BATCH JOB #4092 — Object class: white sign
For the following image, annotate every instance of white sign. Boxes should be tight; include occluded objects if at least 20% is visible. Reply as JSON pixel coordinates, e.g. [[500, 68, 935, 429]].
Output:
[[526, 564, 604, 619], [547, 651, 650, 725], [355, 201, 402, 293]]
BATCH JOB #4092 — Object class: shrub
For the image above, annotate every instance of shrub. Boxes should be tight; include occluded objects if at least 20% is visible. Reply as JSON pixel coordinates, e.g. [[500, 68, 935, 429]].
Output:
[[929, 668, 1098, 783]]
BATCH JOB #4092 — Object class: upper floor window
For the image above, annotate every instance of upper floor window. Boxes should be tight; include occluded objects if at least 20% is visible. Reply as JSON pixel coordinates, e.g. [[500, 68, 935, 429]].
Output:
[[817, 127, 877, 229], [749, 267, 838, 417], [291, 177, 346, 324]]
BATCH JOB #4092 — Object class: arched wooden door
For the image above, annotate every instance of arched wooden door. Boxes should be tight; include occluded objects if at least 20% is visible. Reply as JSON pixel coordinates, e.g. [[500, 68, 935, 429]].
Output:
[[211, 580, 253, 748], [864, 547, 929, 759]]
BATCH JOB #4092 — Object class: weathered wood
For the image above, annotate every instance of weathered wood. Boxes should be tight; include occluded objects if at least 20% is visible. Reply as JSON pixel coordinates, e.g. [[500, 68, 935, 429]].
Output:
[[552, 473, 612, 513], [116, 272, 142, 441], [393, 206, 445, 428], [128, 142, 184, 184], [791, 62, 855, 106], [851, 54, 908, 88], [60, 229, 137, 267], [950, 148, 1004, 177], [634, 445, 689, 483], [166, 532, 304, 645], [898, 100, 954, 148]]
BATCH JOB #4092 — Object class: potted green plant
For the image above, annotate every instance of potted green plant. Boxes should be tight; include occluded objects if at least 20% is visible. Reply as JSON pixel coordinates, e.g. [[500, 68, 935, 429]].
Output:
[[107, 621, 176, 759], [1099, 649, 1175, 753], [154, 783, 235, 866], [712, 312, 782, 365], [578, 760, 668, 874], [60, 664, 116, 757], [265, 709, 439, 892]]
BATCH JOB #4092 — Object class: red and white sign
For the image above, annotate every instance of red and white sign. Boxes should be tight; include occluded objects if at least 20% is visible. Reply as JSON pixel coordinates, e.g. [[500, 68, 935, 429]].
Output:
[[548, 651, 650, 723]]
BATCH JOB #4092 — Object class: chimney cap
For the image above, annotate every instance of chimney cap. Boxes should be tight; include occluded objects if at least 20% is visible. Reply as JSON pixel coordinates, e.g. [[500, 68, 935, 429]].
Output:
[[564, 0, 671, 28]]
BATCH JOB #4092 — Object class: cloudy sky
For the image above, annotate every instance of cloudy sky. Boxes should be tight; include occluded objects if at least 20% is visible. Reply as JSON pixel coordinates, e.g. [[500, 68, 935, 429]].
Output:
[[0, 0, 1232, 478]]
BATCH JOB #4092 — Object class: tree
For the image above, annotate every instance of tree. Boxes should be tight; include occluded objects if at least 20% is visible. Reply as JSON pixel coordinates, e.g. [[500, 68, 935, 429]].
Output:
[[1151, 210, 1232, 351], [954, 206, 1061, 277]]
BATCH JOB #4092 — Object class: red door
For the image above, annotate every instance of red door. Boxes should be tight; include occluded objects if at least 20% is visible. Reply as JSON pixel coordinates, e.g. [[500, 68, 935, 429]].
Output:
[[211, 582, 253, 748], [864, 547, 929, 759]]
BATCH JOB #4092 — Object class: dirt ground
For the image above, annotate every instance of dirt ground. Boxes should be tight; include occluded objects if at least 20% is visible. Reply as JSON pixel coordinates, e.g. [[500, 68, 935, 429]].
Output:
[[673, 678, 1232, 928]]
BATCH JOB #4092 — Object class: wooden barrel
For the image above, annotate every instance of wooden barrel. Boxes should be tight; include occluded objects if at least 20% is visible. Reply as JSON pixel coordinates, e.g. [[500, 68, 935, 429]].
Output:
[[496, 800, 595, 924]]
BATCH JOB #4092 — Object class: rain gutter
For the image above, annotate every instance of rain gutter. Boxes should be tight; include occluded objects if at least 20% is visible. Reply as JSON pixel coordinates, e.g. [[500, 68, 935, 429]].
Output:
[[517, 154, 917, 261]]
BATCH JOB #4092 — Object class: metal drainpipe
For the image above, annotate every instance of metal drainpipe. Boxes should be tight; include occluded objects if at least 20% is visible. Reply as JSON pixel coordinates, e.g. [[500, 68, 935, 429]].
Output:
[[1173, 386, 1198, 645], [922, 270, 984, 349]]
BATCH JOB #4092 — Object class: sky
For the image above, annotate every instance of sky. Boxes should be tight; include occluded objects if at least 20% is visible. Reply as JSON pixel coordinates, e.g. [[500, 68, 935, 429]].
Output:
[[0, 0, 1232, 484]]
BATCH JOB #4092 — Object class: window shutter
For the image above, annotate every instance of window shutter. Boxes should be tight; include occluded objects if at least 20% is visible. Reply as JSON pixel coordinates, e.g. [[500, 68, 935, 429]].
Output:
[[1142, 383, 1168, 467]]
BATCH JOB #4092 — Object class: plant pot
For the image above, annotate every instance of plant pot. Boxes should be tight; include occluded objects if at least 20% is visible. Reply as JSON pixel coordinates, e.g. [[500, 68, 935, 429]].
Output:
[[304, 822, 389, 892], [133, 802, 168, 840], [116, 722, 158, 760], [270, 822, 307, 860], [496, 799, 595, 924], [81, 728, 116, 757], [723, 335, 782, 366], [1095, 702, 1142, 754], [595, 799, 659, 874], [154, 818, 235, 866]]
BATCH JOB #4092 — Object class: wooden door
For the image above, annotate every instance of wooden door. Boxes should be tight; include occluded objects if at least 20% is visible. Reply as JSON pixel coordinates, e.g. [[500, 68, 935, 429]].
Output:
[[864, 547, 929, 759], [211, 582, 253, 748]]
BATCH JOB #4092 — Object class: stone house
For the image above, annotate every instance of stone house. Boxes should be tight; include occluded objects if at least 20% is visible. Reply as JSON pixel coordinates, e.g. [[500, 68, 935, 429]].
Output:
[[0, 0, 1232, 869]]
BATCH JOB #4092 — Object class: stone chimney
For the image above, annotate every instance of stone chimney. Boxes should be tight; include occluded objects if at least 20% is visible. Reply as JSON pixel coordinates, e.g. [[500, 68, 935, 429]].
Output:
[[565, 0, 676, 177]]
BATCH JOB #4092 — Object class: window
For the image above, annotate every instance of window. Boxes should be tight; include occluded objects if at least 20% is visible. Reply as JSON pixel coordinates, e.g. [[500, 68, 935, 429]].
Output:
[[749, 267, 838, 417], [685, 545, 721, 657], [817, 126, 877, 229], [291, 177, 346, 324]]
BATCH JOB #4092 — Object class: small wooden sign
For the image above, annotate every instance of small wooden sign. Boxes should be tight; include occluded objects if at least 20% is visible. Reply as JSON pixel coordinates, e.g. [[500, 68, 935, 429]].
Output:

----

* Task details *
Copy every line of the items above that contains the string "chimney". Matching is case-sensitive.

* Finished answer *
BATCH JOB #4092 — Object class: chimney cap
For the image above, annotate every instance of chimney cap. Boxes should be tight; include occluded objects if at least 20% is visible. Reply as JSON pixel coordinates, e.g. [[500, 68, 935, 429]].
BATCH JOB #4092 — Object class: stone chimney
For the image above, annotate every instance of stone chimney. Boxes should be tight; include occluded objects if at least 20% is visible. Reply as JSON pixel coordinates, e.g. [[500, 68, 935, 429]].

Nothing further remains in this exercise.